**TEXT SHOWN:**
************
Memorial 1714
- Predecessor: Commission Pro Fossar de les Moreres-Memorial 1714
- Formation: June 26, 1985; 40 years ago
- Founded at: Fossar de les Moreres

= Memorial 1714 =

The Memorial 1714 is a civic and nonprofit association established on June 26, 1985 with the immediate purpose of dignifying and rehabilitating the Fossar de les Moreres, and of recovering and publicizing its history and its origins, without breaking continuity with the group of people who gathered in 1977 to restore the plate with the verse of Frederic Soler "Pitarra" in the Fossar's Place. This group formed in 1978 the original "Commission Pro Fossar de les Moreres-Memorial 1714". Nowadays the association dedicates its efforts to preserving and disseminating the history of Catalonia, although its main focus is on the events surrounding the siege of Barcelona in 1714, a critical moment in its history. In short, with its voluntary effort, the 1714 Memorial keeps the flame of Catalonia's history alive at Fossar de les Moreres.
************
**DATA LISTING:**
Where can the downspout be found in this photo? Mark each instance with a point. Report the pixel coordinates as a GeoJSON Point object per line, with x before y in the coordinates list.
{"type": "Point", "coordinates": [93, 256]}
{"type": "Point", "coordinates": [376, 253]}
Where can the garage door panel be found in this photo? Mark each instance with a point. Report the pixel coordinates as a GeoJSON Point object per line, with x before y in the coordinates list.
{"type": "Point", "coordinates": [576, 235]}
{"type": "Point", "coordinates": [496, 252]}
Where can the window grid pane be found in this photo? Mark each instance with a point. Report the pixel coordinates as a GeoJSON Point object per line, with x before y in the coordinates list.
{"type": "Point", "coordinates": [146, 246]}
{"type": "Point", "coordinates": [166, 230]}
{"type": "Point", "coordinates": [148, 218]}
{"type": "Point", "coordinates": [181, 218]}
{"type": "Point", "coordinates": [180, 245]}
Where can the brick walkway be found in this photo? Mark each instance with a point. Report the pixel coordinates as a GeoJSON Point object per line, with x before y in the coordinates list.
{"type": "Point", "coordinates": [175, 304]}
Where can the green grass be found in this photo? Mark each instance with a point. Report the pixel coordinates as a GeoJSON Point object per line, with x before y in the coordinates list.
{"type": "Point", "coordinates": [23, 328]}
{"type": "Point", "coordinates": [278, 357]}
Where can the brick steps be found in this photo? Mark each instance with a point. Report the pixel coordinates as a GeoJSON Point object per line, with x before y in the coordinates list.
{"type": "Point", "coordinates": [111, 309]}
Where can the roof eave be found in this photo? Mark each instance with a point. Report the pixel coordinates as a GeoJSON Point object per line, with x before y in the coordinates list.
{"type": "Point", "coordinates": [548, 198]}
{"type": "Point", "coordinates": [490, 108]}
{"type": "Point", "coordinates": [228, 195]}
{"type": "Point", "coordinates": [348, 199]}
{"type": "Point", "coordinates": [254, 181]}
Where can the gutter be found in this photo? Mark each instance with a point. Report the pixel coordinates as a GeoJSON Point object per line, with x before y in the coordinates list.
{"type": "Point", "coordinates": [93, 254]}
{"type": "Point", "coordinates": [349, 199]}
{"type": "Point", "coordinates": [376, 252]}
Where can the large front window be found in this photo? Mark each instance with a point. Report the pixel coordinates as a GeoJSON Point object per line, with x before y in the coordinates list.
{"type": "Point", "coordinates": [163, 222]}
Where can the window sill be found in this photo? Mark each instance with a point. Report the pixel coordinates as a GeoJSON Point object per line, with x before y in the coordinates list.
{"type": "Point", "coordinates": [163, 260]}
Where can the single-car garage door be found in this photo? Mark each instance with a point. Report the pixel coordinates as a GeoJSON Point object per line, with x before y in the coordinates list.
************
**BRIEF:**
Answer these about the Memorial 1714 text:
1. On what date was the association established?
2. In what year did the group first gather to restore the plate bearing the verse of Frederic Soler "Pitarra"?
3. Which events are the association's main focus today?

**OUTPUT BELOW:**
1. June 26, 1985
2. 1977
3. The events surrounding the siege of Barcelona in 1714